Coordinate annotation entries

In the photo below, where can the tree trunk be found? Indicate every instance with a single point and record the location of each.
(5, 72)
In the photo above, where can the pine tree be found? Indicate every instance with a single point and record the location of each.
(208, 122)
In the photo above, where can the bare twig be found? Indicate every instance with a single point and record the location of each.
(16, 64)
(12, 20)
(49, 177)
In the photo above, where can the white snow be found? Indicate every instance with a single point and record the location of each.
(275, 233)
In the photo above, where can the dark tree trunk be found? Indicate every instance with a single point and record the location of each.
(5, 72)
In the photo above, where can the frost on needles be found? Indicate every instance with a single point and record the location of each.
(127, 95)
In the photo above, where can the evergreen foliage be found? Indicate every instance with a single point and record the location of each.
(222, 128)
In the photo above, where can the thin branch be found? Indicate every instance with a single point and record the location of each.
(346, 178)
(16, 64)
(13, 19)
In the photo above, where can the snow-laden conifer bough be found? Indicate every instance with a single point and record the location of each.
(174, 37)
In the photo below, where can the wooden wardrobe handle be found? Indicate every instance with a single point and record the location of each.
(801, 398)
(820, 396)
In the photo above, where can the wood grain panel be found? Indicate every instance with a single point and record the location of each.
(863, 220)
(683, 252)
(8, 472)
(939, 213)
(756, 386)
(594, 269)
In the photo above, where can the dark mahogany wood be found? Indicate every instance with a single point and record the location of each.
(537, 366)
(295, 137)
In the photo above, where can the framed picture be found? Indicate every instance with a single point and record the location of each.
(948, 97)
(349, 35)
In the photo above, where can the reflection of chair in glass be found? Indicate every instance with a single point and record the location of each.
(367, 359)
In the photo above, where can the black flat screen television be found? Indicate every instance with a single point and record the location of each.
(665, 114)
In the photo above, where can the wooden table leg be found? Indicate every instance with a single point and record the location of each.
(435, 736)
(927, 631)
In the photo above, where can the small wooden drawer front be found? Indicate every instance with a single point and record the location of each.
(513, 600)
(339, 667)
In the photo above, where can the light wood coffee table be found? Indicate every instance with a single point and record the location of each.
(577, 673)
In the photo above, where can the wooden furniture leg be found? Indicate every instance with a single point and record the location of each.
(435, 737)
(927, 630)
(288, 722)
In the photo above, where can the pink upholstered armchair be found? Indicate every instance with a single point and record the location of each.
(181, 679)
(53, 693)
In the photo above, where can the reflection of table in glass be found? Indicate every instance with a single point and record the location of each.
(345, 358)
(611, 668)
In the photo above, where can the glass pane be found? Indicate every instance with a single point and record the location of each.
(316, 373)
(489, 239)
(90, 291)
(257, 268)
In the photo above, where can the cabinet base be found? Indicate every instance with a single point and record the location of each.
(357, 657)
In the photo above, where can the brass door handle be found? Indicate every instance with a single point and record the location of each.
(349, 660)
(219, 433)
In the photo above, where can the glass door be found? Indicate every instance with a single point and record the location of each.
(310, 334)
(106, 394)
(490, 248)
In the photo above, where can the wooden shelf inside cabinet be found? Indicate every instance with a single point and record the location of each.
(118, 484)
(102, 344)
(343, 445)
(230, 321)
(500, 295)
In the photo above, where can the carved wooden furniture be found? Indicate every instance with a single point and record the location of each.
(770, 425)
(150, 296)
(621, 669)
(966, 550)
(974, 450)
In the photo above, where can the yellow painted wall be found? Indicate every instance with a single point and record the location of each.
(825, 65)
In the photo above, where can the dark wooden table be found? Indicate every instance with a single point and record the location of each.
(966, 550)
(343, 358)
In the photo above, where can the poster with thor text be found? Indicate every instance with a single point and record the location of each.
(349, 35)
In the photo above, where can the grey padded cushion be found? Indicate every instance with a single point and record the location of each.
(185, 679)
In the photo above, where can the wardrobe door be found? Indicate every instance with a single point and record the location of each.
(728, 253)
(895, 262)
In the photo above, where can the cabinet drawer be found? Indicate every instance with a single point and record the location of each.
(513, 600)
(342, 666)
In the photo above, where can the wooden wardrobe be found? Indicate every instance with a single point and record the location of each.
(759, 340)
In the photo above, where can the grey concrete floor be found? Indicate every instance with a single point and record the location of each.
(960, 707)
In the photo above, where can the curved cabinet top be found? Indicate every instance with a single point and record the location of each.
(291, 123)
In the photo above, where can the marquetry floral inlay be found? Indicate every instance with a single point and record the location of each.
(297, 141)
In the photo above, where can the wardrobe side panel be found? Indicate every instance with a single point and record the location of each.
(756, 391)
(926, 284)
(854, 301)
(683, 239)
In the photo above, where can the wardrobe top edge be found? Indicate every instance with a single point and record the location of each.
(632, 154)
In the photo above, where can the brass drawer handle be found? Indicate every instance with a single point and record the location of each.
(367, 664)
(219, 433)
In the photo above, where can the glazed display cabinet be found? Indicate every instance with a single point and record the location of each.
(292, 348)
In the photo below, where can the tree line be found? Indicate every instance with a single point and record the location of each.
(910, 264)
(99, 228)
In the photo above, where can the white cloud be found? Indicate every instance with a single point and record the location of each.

WHAT YOU WILL DO: Beginning at the line that contains "In the photo above, where can the wardrobe side", retype each line of the listing up to and including the last one, exactly as it stands, and nothing else.

EXPECTED OUTPUT:
In the photo above, where can the wardrobe side panel be found? Indicate every instance with a single point and record the location of each.
(756, 391)
(926, 284)
(854, 301)
(683, 239)
In the photo above, where can the wardrobe top edge be found? Indicate every instance with a single point and record the location of each.
(632, 154)
In the photo above, where can the brass drawer handle be found? Indicate every instance with a single point and record the location of each.
(367, 664)
(219, 433)
In the photo above, where can the glazed display cabinet be found? Indicate every instance with a single point and record the location of each.
(292, 348)
In the photo below, where can the tree line be found? Indicate every instance with a single point and record the location of each.
(910, 264)
(99, 228)
In the photo above, where can the white cloud be found? Indicate every instance with a single point and record the location of each.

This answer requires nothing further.